> [EXERCISE GOAL]: Please report how many lines below contain "wing", writing nothing except the number.

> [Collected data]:
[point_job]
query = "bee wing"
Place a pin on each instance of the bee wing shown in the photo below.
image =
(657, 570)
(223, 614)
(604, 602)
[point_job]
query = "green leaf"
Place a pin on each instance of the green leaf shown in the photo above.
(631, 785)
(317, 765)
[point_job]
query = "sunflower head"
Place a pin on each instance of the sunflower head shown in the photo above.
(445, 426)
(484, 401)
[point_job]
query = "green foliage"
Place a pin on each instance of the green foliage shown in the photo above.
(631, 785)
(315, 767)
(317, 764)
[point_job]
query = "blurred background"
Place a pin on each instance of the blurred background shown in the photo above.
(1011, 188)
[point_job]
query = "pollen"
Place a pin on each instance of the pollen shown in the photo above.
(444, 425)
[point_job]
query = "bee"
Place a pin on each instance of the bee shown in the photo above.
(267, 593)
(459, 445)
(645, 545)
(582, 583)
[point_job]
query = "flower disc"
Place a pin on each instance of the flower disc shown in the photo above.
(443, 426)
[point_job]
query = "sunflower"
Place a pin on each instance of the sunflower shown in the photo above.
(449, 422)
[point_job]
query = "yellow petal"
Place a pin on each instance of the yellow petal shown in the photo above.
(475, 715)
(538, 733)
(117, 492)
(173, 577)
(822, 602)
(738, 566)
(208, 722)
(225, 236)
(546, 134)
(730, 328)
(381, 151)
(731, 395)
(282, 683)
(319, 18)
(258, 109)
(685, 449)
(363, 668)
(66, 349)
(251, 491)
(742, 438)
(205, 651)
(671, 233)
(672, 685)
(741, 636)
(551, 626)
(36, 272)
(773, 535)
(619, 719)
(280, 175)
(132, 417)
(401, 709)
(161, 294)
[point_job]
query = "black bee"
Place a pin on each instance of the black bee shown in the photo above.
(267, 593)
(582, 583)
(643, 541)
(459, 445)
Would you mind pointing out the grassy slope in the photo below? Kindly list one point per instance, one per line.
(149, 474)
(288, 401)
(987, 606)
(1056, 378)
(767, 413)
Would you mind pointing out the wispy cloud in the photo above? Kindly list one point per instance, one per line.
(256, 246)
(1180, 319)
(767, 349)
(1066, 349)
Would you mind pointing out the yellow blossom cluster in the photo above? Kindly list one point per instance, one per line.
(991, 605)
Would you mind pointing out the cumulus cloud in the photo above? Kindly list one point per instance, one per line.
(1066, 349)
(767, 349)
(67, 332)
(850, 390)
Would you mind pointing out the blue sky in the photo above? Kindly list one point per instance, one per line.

> [REPLY]: 2